*Work task*
For this task, retype the records below exactly.

*Saved entries*
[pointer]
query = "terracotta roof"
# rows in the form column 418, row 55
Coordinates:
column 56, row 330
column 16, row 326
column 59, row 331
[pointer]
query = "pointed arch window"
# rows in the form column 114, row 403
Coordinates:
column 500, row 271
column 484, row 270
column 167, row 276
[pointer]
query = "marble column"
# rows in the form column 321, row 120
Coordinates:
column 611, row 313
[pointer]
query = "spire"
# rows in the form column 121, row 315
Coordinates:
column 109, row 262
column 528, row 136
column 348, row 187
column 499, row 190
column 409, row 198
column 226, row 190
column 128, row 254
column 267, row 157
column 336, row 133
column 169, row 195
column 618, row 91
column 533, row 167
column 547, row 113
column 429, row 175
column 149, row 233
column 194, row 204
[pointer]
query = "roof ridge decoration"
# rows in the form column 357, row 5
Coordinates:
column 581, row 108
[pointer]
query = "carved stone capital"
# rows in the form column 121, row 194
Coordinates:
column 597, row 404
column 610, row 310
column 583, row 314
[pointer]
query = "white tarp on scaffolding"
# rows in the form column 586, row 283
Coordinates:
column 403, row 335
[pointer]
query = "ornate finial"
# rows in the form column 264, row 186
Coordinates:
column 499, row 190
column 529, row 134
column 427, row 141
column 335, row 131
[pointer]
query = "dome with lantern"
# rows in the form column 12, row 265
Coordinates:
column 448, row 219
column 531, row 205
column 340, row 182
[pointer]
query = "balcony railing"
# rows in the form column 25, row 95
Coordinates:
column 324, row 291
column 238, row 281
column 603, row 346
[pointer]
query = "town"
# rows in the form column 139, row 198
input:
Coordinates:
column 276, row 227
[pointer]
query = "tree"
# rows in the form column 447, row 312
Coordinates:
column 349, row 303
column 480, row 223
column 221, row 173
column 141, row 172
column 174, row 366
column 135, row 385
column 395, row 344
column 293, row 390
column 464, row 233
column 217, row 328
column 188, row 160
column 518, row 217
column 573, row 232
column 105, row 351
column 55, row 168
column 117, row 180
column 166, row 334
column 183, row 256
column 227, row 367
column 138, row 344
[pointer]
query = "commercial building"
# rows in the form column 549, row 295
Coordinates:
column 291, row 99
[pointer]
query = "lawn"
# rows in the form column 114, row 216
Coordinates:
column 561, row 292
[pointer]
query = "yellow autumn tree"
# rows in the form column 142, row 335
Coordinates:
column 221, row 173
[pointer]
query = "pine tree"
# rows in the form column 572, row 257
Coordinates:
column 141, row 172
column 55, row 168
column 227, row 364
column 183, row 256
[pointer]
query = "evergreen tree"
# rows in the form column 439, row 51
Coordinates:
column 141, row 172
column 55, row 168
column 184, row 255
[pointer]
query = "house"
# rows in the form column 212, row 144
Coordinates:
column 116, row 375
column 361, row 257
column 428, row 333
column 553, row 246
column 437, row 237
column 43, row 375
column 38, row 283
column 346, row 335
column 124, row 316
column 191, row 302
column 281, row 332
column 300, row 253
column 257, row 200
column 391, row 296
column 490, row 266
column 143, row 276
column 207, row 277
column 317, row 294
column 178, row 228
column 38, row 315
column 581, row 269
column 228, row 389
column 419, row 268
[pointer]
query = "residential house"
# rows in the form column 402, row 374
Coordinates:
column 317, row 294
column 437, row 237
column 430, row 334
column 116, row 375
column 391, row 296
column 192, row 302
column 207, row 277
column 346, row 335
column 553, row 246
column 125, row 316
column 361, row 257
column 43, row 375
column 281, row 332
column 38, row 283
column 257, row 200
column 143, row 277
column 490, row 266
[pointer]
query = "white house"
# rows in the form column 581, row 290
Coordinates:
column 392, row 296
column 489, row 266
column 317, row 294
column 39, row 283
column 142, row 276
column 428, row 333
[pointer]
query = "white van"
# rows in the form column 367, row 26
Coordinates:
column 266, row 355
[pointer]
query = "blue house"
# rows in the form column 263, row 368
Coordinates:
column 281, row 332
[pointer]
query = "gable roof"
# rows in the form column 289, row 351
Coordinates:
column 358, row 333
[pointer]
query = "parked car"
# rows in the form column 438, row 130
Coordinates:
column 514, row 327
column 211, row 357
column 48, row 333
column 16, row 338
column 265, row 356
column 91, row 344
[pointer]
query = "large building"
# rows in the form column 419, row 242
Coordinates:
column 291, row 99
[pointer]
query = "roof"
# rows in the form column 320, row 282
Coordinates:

*Output for this task*
[pointer]
query = "terracotta roof"
# rows in the form column 418, row 55
Coordinates:
column 56, row 330
column 16, row 326
column 59, row 331
[pointer]
query = "pointed arch window"
# rows in the form column 114, row 403
Coordinates:
column 500, row 271
column 484, row 270
column 167, row 276
[pointer]
query = "marble column"
# rows in the form column 321, row 120
Coordinates:
column 611, row 313
[pointer]
query = "spire"
# rows in the form column 121, row 315
Coordinates:
column 109, row 262
column 528, row 136
column 348, row 187
column 499, row 190
column 409, row 198
column 226, row 190
column 128, row 254
column 267, row 157
column 336, row 133
column 169, row 195
column 618, row 91
column 533, row 167
column 547, row 113
column 429, row 175
column 149, row 233
column 194, row 204
[pointer]
query = "roof ridge decoration"
# rows in the form column 357, row 5
Coordinates:
column 581, row 108
[pointer]
query = "carved stone capital"
# rows in the form column 121, row 194
Coordinates:
column 597, row 404
column 610, row 310
column 583, row 314
[pointer]
query = "white tarp on scaffolding"
# rows in the form column 586, row 283
Coordinates:
column 403, row 335
[pointer]
query = "ornate finial"
# rows in the form column 264, row 186
Coordinates:
column 499, row 190
column 529, row 134
column 427, row 141
column 335, row 131
[pointer]
query = "dome with lantern"
# rows in the form column 12, row 265
Coordinates:
column 448, row 219
column 531, row 205
column 340, row 182
[pointer]
query = "balcony railing"
# rows in the form column 25, row 95
Coordinates:
column 324, row 291
column 238, row 281
column 603, row 346
[pointer]
query = "town"
# rows in the form column 139, row 198
input:
Coordinates:
column 276, row 227
[pointer]
query = "tree"
# rows in the form column 447, row 312
Coordinates:
column 349, row 303
column 480, row 223
column 221, row 173
column 141, row 172
column 174, row 366
column 135, row 385
column 395, row 344
column 293, row 390
column 464, row 233
column 217, row 328
column 188, row 160
column 518, row 217
column 573, row 232
column 105, row 351
column 55, row 168
column 117, row 180
column 166, row 334
column 183, row 256
column 227, row 367
column 138, row 344
[pointer]
query = "commercial building"
# rows in the form column 549, row 295
Coordinates:
column 291, row 99
[pointer]
query = "lawn"
# rows in the form column 114, row 216
Coordinates:
column 561, row 292
[pointer]
query = "yellow autumn tree"
# rows in the form column 142, row 335
Coordinates:
column 221, row 173
[pointer]
query = "pine tree"
# rows in the form column 572, row 257
Coordinates:
column 141, row 172
column 55, row 168
column 227, row 364
column 183, row 256
[pointer]
query = "evergreen tree"
# rows in the form column 439, row 51
Coordinates:
column 141, row 172
column 55, row 168
column 184, row 255
[pointer]
query = "house"
# rows in the form column 212, row 144
Coordinates:
column 116, row 375
column 361, row 257
column 428, row 333
column 553, row 246
column 437, row 237
column 43, row 375
column 38, row 283
column 346, row 335
column 124, row 316
column 191, row 302
column 281, row 332
column 300, row 253
column 257, row 200
column 391, row 296
column 490, row 266
column 143, row 276
column 207, row 277
column 317, row 294
column 178, row 228
column 38, row 315
column 581, row 269
column 228, row 389
column 419, row 268
[pointer]
query = "residential house"
# rows in the form column 402, row 374
Coordinates:
column 317, row 294
column 437, row 237
column 430, row 334
column 116, row 375
column 391, row 296
column 192, row 302
column 207, row 277
column 346, row 335
column 553, row 246
column 125, row 316
column 361, row 257
column 43, row 375
column 281, row 332
column 38, row 283
column 257, row 200
column 143, row 277
column 490, row 266
[pointer]
query = "white house"
# rows in the form column 581, row 290
Coordinates:
column 392, row 296
column 489, row 266
column 317, row 294
column 39, row 283
column 142, row 276
column 428, row 333
[pointer]
query = "white van"
# rows in the form column 367, row 26
Coordinates:
column 266, row 355
[pointer]
query = "blue house"
# rows in the form column 263, row 368
Coordinates:
column 281, row 332
[pointer]
query = "gable roof"
# rows in the form column 289, row 351
Coordinates:
column 358, row 333
[pointer]
query = "parked car"
# rows in the form column 438, row 130
Coordinates:
column 514, row 327
column 211, row 357
column 48, row 333
column 16, row 338
column 265, row 356
column 91, row 344
[pointer]
query = "large building"
# rows in the form column 419, row 242
Coordinates:
column 291, row 99
[pointer]
query = "roof"
# rows in the form column 320, row 282
Coordinates:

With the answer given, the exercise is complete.